START Supplied data
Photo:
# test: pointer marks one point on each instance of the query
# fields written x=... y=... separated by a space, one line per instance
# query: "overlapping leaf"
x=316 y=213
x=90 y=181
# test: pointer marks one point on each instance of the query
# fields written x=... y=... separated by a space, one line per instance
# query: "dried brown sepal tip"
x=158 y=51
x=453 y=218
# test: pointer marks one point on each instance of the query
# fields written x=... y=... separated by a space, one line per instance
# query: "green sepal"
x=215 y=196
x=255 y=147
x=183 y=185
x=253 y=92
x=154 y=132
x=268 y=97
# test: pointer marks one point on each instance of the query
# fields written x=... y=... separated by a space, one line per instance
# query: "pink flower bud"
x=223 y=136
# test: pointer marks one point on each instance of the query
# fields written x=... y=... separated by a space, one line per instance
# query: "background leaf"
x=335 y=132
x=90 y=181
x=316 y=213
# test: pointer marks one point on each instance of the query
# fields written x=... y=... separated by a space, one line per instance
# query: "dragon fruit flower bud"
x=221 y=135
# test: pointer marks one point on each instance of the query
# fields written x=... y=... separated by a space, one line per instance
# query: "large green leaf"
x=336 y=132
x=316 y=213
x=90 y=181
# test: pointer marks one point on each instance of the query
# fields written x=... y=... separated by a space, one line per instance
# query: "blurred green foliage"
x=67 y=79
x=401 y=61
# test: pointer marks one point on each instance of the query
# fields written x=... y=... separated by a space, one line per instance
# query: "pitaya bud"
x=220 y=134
END Supplied data
__Task directions__
Your job is to output all of the material exactly.

__The answer__
Photo:
# test: pointer marks one point on each instance of the query
# fields written x=... y=... separated by a space, one line per instance
# query: "overlapping leaf"
x=316 y=213
x=90 y=181
# test: pointer marks one point on each instance of the query
# fields written x=... y=... separated by a space, one line per instance
# query: "dried brown sepal tip"
x=158 y=51
x=453 y=218
# test: pointer marks one point on each instance of the query
# fields written x=... y=... separated by a space, one line per instance
# query: "green sepal"
x=215 y=196
x=255 y=147
x=183 y=185
x=253 y=92
x=154 y=132
x=268 y=97
# test: pointer marks one point on each instance of the query
# fields written x=... y=... separated by a space, one line per instance
# query: "pink flower bud"
x=223 y=136
# test: pointer marks one point on each instance of the query
# fields written x=... y=... separated by a space, one line per instance
# query: "background leaf"
x=335 y=132
x=90 y=181
x=316 y=213
# test: pointer marks one point on each instance of the query
# fields written x=... y=... separated by a space, one line per instance
# query: "dragon fruit flower bud"
x=221 y=135
# test: pointer marks one point on each instance of the query
# fields written x=... y=... separated by a space, one line per instance
# query: "large green leaf"
x=336 y=132
x=316 y=213
x=90 y=181
# test: pointer marks one point on each instance of the query
# fields written x=... y=... separated by a space, one line per instance
# query: "blurred green foliage"
x=67 y=79
x=401 y=61
# test: pointer marks one point on each instance of the query
# fields written x=... y=... separated by a space, one line per instance
# query: "pitaya bud"
x=220 y=134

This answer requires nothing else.